● Problem description: Recast every line of the listing below as a Markdown table with the columns "Line No." and "Listing Text," numbering the lines in order and omitting blank lines. Leave the pictures out of the table.

— Start of Record excerpts —

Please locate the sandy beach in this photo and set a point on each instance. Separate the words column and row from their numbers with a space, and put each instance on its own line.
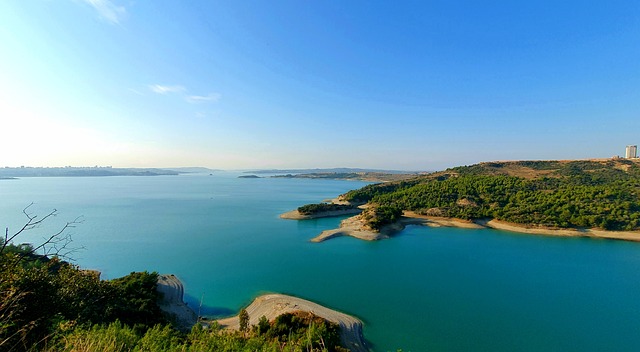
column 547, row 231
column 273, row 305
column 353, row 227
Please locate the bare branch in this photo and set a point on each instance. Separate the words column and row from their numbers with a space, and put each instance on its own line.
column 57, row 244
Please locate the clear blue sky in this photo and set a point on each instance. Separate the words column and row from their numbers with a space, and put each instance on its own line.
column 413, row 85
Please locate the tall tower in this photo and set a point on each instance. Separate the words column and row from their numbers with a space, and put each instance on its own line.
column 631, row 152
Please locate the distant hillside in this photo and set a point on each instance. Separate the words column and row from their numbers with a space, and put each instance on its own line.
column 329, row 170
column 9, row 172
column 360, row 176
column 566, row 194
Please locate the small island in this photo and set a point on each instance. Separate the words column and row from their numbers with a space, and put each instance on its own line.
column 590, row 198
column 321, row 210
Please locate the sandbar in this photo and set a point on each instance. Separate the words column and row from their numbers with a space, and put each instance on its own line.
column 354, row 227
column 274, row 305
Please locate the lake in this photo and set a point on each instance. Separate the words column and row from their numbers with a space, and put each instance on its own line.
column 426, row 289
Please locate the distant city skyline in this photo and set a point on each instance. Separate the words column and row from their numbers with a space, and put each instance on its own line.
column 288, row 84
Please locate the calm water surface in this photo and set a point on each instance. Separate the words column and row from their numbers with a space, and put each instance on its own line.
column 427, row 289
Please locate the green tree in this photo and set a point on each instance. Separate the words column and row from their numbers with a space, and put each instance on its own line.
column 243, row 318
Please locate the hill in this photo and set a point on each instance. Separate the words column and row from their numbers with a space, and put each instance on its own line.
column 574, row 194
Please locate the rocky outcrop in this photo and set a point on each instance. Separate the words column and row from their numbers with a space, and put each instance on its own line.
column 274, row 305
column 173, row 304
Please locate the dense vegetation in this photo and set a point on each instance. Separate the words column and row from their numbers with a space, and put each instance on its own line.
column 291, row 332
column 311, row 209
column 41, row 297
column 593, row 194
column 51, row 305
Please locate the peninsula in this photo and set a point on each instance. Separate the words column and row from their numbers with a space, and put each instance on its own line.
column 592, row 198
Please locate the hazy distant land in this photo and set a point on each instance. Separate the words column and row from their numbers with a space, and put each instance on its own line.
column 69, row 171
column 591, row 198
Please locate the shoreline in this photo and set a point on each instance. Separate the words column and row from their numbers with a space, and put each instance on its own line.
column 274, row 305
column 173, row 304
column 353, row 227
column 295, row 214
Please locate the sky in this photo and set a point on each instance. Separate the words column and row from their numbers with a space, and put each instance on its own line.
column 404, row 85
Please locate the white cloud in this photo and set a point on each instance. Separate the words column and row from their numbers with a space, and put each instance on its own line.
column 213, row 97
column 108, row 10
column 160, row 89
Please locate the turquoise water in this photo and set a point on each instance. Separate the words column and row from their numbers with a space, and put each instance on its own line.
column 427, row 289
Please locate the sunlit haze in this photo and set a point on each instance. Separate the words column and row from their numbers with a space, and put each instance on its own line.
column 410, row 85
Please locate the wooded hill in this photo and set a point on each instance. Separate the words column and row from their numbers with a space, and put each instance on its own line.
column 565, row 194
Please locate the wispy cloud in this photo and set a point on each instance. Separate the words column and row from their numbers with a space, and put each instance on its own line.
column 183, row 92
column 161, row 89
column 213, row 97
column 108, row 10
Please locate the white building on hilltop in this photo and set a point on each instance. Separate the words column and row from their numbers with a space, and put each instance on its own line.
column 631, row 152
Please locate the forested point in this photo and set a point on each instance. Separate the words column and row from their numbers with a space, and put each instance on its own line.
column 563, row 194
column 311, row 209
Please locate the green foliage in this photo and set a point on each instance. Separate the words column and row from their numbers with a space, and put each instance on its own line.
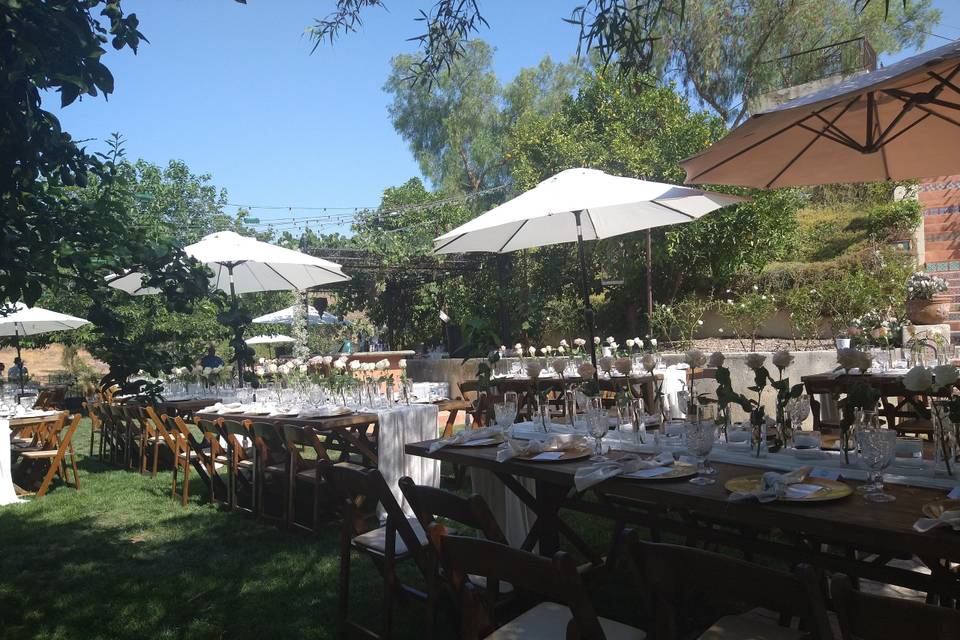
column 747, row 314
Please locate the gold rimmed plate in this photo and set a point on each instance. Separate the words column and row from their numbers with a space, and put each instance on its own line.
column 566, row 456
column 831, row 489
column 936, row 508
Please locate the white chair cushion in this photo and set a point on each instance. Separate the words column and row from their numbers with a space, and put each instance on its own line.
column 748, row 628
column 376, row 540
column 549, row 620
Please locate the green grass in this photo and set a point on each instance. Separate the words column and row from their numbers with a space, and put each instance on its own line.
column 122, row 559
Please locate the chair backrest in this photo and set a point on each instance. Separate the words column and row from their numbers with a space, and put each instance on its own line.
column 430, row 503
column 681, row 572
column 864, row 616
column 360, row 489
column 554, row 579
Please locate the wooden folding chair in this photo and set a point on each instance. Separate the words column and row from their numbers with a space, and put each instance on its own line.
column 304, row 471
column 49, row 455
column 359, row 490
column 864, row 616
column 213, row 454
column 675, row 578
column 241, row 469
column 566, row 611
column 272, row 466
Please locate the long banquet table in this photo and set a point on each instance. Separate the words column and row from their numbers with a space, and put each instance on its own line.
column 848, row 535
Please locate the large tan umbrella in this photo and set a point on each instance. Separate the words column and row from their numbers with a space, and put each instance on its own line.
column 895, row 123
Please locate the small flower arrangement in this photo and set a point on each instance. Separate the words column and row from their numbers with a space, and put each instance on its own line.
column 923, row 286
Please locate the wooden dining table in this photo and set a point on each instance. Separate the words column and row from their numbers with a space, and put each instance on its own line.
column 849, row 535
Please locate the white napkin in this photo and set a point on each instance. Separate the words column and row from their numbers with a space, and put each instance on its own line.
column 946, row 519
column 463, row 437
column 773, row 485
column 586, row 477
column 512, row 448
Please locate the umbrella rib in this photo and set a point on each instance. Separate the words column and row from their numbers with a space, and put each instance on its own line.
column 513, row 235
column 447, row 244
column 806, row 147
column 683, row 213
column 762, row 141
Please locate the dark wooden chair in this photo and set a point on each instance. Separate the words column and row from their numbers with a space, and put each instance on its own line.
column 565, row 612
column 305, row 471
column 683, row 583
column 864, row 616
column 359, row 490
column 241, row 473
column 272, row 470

— End of Record excerpts —

● Output of the task:
| Line No. | Listing Text |
|---|---|
| 1 | Please locate the sandy beach in this photo and set a point on each instance. Separate the words column and row from their numbers with a space, and put each instance on its own line. |
| 2 | column 547, row 231 |
| 3 | column 273, row 305 |
| 4 | column 353, row 227 |
| 5 | Please locate the bare branch in this photo and set a point on each instance. Separate the words column and row from their numbers with a space, and put each instance on its own line. |
| 6 | column 57, row 244 |
| 7 | Please locate the clear blue sky in this photo and set a point on each instance. Separate the words column and row from their numbers with a space, and put each instance on its own line. |
| 8 | column 413, row 85 |
| 9 | Please locate the tall tower in this photo and set a point on each instance. Separate the words column and row from their numbers with a space, and put each instance on its own line. |
| 10 | column 631, row 152 |
| 11 | Please locate the distant hillside in this photo and set a point on each instance. Separate the words column and row from their numbers with a space, and put each instance on its own line. |
| 12 | column 329, row 170 |
| 13 | column 9, row 172 |
| 14 | column 360, row 176 |
| 15 | column 566, row 194 |
| 16 | Please locate the small island in this photo and set a point on each instance. Separate the words column and row from their numbers with a space, and put each instance on its own line. |
| 17 | column 590, row 198 |
| 18 | column 321, row 210 |
| 19 | Please locate the sandbar in this photo and set a point on each instance. Separate the words column and row from their numbers with a space, and put each instance on its own line. |
| 20 | column 354, row 227 |
| 21 | column 274, row 305 |
| 22 | Please locate the lake in this photo and set a point on each instance. Separate the words column and row from their numbers with a space, and put each instance on its own line. |
| 23 | column 426, row 289 |
| 24 | Please locate the distant city skyline in this photo and set a point on each instance. Separate the words column and row from their numbers with a space, and put each instance on its own line. |
| 25 | column 288, row 84 |
| 26 | Please locate the calm water surface in this photo and set a point on each instance. Separate the words column and row from their numbers with a space, and put each instance on its own line. |
| 27 | column 427, row 289 |
| 28 | Please locate the green tree in this photo and set a point on each instance. Separate the words column and row from their numbers with a space, and put each instance on its own line. |
| 29 | column 243, row 318 |
| 30 | Please locate the hill in this photo and set a point on each instance. Separate the words column and row from their numbers with a space, and put each instance on its own line. |
| 31 | column 574, row 194 |
| 32 | Please locate the rocky outcrop in this photo and set a point on each instance. Separate the words column and row from their numbers with a space, and put each instance on its own line. |
| 33 | column 274, row 305 |
| 34 | column 173, row 304 |
| 35 | Please locate the dense vegetation in this photo and set a point on each instance. Separate the words column and row from their numbers with a space, and put each instance on its own line. |
| 36 | column 291, row 332 |
| 37 | column 311, row 209 |
| 38 | column 41, row 297 |
| 39 | column 593, row 194 |
| 40 | column 51, row 305 |
| 41 | Please locate the peninsula in this photo and set a point on each instance. Separate the words column and row from their numbers with a space, and put each instance on its own line. |
| 42 | column 592, row 198 |
| 43 | Please locate the hazy distant land in this photo and set a point on each instance. Separate the words column and row from their numbers with a space, and put each instance on its own line. |
| 44 | column 69, row 171 |
| 45 | column 591, row 198 |
| 46 | Please locate the shoreline in this photo and set a point on each instance. Separate the words column and row from their numbers with a space, and put each instance on its own line. |
| 47 | column 274, row 305 |
| 48 | column 173, row 304 |
| 49 | column 353, row 227 |
| 50 | column 295, row 214 |
| 51 | Please locate the sky in this photo and set a point on each instance. Separate the words column and row from their numbers with a space, and put each instance on its own line. |
| 52 | column 404, row 85 |
| 53 | Please locate the white cloud in this photo and set a point on each instance. Separate the words column and row from their numbers with a space, and put each instance on its own line. |
| 54 | column 213, row 97 |
| 55 | column 108, row 10 |
| 56 | column 160, row 89 |
| 57 | Please locate the turquoise water in this photo and set a point on each instance. Separate the words column and row from their numbers with a space, and put each instance on its own line. |
| 58 | column 427, row 289 |
| 59 | Please locate the sunlit haze in this photo and set a point on each instance. Separate the words column and row from their numbers with a space, and put each instance on its own line. |
| 60 | column 410, row 85 |
| 61 | Please locate the wooded hill in this photo and set a point on each instance. Separate the words column and row from their numbers with a space, and put each instance on its own line. |
| 62 | column 565, row 194 |
| 63 | Please locate the wispy cloud in this photo and set a point on each instance. Separate the words column and row from their numbers with a space, and put each instance on its own line. |
| 64 | column 183, row 92 |
| 65 | column 161, row 89 |
| 66 | column 213, row 97 |
| 67 | column 108, row 10 |
| 68 | Please locate the white building on hilltop in this photo and set a point on each instance. Separate the words column and row from their numbers with a space, and put each instance on its own line. |
| 69 | column 631, row 152 |
| 70 | Please locate the forested point in this photo and set a point on each instance. Separate the words column and row from their numbers with a space, and put each instance on its own line. |
| 71 | column 563, row 194 |
| 72 | column 311, row 209 |
| 73 | Please locate the green foliage in this photo and set a point on each instance. Separate the words column and row from their numbers with a space, and put each instance on its own line. |
| 74 | column 747, row 314 |
| 75 | Please locate the gold rimmed plate in this photo and set a point on each instance. Separate the words column and row from their numbers with a space, and put each instance on its own line. |
| 76 | column 566, row 456 |
| 77 | column 831, row 489 |
| 78 | column 936, row 508 |
| 79 | Please locate the white chair cushion in this photo and set a point on each instance. Separate the words column and row from their numbers with a space, and put each instance on its own line. |
| 80 | column 748, row 628 |
| 81 | column 376, row 540 |
| 82 | column 549, row 620 |
| 83 | Please locate the green grass in this photo and set a point on each instance. Separate the words column and row from their numbers with a space, and put each instance on its own line. |
| 84 | column 122, row 559 |
| 85 | Please locate the chair backrest in this photo and set a point on each instance. Separate the words column and row from their numbers with a space, and put each instance on its own line. |
| 86 | column 430, row 503 |
| 87 | column 681, row 572 |
| 88 | column 864, row 616 |
| 89 | column 360, row 489 |
| 90 | column 554, row 579 |
| 91 | Please locate the wooden folding chair in this photo and set a point on each instance. Separate the words column and row from their numbers with a space, and put each instance on its own line. |
| 92 | column 304, row 471 |
| 93 | column 49, row 455 |
| 94 | column 359, row 490 |
| 95 | column 864, row 616 |
| 96 | column 213, row 454 |
| 97 | column 675, row 578 |
| 98 | column 241, row 469 |
| 99 | column 566, row 611 |
| 100 | column 272, row 466 |
| 101 | Please locate the long banquet table in this photo and set a point on each instance. Separate the words column and row from their numbers with a space, and put each instance on its own line. |
| 102 | column 848, row 535 |
| 103 | Please locate the large tan umbrella in this photo and set a point on each instance. Separate the words column and row from their numbers with a space, and put each instance on its own line. |
| 104 | column 895, row 123 |
| 105 | Please locate the small flower arrangement in this photo and set a point on each instance. Separate the words column and row from their numbers with a space, and put each instance on its own line. |
| 106 | column 923, row 286 |
| 107 | Please locate the wooden dining table in this photo and set a point on each instance. Separate the words column and row from their numbers with a space, and put each instance on its own line. |
| 108 | column 849, row 535 |
| 109 | Please locate the white napkin in this photo and set a point on each instance. Separate the words column and row from their numbers with a space, and put each instance on its own line. |
| 110 | column 946, row 519 |
| 111 | column 463, row 437 |
| 112 | column 773, row 485 |
| 113 | column 586, row 477 |
| 114 | column 512, row 448 |
| 115 | Please locate the umbrella rib in this photo and set a point on each instance. Separate the words column and row from their numbers with a space, and put each instance on its own line. |
| 116 | column 513, row 235 |
| 117 | column 447, row 244 |
| 118 | column 806, row 147 |
| 119 | column 683, row 213 |
| 120 | column 762, row 141 |
| 121 | Please locate the dark wooden chair in this photo and set a point on each instance. Separate the words column and row from their numbers with a space, and put each instance on its own line. |
| 122 | column 565, row 612 |
| 123 | column 305, row 471 |
| 124 | column 683, row 583 |
| 125 | column 864, row 616 |
| 126 | column 359, row 490 |
| 127 | column 241, row 473 |
| 128 | column 272, row 470 |